>> START The records

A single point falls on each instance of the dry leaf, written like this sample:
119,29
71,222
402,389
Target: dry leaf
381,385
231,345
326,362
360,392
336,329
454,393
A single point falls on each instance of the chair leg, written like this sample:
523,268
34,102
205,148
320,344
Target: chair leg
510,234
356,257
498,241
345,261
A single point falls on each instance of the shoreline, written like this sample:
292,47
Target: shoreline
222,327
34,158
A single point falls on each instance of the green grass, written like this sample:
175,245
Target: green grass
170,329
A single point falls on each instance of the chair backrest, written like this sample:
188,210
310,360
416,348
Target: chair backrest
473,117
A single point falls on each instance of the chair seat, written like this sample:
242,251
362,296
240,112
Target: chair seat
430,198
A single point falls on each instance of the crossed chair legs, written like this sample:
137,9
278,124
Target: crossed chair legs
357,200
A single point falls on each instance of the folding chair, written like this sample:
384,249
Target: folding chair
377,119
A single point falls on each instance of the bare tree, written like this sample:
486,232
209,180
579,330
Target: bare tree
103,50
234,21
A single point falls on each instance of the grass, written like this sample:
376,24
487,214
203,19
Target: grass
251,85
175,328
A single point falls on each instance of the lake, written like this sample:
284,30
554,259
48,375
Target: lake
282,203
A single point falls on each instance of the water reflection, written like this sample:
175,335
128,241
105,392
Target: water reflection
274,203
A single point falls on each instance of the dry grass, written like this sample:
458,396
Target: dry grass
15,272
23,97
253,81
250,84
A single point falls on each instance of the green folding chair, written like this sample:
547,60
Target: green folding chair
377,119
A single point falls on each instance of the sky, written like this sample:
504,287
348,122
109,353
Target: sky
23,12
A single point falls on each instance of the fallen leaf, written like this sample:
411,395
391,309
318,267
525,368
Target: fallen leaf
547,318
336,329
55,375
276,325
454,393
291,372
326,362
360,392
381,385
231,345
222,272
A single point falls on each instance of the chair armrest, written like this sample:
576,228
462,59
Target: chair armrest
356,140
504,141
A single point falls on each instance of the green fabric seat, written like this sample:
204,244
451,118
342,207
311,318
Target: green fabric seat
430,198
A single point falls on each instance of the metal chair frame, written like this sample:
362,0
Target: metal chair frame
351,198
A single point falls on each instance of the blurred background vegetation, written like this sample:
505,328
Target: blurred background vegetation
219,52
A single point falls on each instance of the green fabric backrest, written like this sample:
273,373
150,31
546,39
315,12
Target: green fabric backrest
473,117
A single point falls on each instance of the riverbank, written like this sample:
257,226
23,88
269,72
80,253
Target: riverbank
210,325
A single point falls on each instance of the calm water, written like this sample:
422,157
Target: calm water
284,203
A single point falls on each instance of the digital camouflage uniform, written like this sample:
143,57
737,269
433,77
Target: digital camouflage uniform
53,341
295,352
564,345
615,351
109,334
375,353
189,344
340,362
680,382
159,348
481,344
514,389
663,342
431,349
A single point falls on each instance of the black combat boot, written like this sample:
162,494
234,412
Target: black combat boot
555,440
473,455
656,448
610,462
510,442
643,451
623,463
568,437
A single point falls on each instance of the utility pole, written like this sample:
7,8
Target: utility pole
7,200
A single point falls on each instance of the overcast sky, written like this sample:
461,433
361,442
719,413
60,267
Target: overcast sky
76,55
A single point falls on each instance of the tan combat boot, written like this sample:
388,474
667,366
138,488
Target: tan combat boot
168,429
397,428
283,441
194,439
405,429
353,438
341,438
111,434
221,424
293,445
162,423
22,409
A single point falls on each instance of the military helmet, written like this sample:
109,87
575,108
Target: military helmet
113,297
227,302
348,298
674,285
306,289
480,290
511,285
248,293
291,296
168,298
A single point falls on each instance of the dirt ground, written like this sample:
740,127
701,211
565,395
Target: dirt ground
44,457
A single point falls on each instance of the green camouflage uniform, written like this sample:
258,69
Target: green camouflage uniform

>> END The records

§ Aim: Rewrite the lines from the one that has "A single point falls on each instance of the overcast" through the last line, replacing "military helmet" with "steel helmet" and leaving everything else unchanged.

§ Answer to the task:
A single point falls on each instance of the overcast sky, written like this sample:
461,433
361,442
719,413
60,267
Target: overcast sky
76,55
A single point falls on each instance of the tan combat boot, written like this sample:
388,474
667,366
138,488
Target: tan combat boot
168,429
397,428
283,441
194,439
405,429
353,438
341,438
111,434
221,424
293,445
162,423
22,409
A single point falls on each instance of the steel helmet, written like this sample:
109,87
575,108
Target: steel helmet
113,297
227,302
348,298
674,285
306,289
480,290
511,285
248,293
291,296
168,298
A single point falls on each instance of the dirt ground, written like this sample:
740,127
701,211
565,395
Target: dirt ground
44,457
A single point falls on each instance of the green camouflage uniform, written like this sample:
258,69
Target: green camouflage uniform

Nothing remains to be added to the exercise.